_Textausschnitt_.
--------------------------------

26. Juli 2015

Das Unerwartete als das Vorhersehbare: Hans Bergel zum 90.

In der mehrfach nachgedruckten Porträtstudie „Hommage für Hans Bergel“ schrieb Ana Blandiana, Rumäniens weithin geschätzte literarische Kapazität, im Jahr 2010: Bergels 1977 veröffentlichter Roman „Der Tanz in Ketten“ sei „bis heute der komplexeste, der subtilste, der kenntnisreichste Roman“ über den kommunistischen Terror der 1950er Jahre in Rumänien. 29 Jahre später, 2006, erschien Bergels Roman „Die Wiederkehr der Wölfe“; über ihn schrieb der Chefredakteur der Zeitschrift „Sezession“ (Leipzig), Götz Kubitschek: es sei „der beste Roman“, den er über „das geistige Dilemma gebildeter nationalbewusster Kreise“ im NS-Staat Hitlers kenne.

--------------------------------

_Zu bearbeitende Aufgaben_.
1. In welchem Jahr erschien laut dem Textausschnitt über Hans Bergel sein Roman „Der Tanz in Ketten“?
2. Führen Sie bitte den Textausschnitt über Hans Bergel von der Stelle aus fort, an der er endet.
Die folgenden Zeilen spielen hierfür keine Rolle.

--------------------------------

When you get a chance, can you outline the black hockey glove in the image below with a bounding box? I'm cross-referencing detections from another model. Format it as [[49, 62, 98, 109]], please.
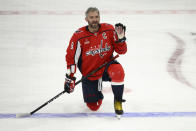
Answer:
[[64, 74, 76, 93]]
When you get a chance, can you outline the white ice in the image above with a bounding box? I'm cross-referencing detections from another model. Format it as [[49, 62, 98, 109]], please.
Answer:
[[0, 0, 196, 131]]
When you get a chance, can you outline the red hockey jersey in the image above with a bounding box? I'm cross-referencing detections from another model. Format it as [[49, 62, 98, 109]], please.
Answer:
[[66, 23, 127, 80]]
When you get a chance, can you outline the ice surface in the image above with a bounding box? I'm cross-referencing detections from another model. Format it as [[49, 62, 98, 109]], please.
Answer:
[[0, 0, 196, 131]]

--------------------------------

_Lösungen zur Übung_.
1. 1977

2.
In der Zeitspanne zwischen den beiden Romanen, 1977-2006, veröffentlichte Hans Bergel neben ungezählten Zeitungsaufsätzen, Funksendungen, Essays, Vor- und Nachworten zu Werken anderer Autoren 22 Bücher – die Gesamtzahl seiner 1957 bis 2015 erschienenen Buchtitel beläuft sich auf rund fünfzig. Den Ansatz zu einer methodischen Rückschau auf dies umfangreiche, vielseitige und immer wieder überraschende Werk und seinen Verfasser – am 26. Juli 1925 in Rosenau in Siebenbürgen geboren, wird er neunzig Jahre alt – lieferte ebenfalls Ana Blandiana mit einem Schlüsselwort: Hans Bergels Leben sei von „renaissancehafter Fülle und Vielfalt“. Gemeint ist damit die für eine Reihe von Persönlichkeiten des Quattro- und Cinquecento typische Mehrfachbegabung und Interessenvielfalt. Blandiana konkretisierte: Da sei der in jungen Jahren als Leichtathlet und Skirennläufer erfolgreiche Leistungssportler, Rekordmann und Champion Hans Bergel. Aber auch der Berufsmusiker, der jahrelang seinen Lebensunterhalt als Cellist an einer Opern- und Operettenbühne bestritt. Doch ebenso der in einem berühmt gewordenen Prozess verurteilte Polit-Häftling in Strafkolonien und Bleiminen. Dazu der vielgerühmte mitreißende Redner. Der einzelgängerische Weltstreuner. Der Schriftsteller, der – wie der Literaturwissenschaftler Peter Motzan festhielt – mit der Erzählung „Fürst und Lautenschläger“ (1957) nicht nur eins „der wenigen Dokumente der Widerstandsliteratur“ gegen die stalinistische Gewaltherrschaft in Rumänien schuf, sondern auch als Journalist „alle Textsorten handhabt und beherrscht“. Sein literarisches Repertoire reicht vom breit angelegten zeithistorischen Epos über die Novelle klassischen Zuschnitts bis zum intimen lyrischen Gedicht, vom offensiven Leitartikel über die große Landschaftsschilderung oder die unbestechliche Reportage bis zur präzise formulierten Anekdote, zur Übersetzung und zum wissenschaftlichen Text.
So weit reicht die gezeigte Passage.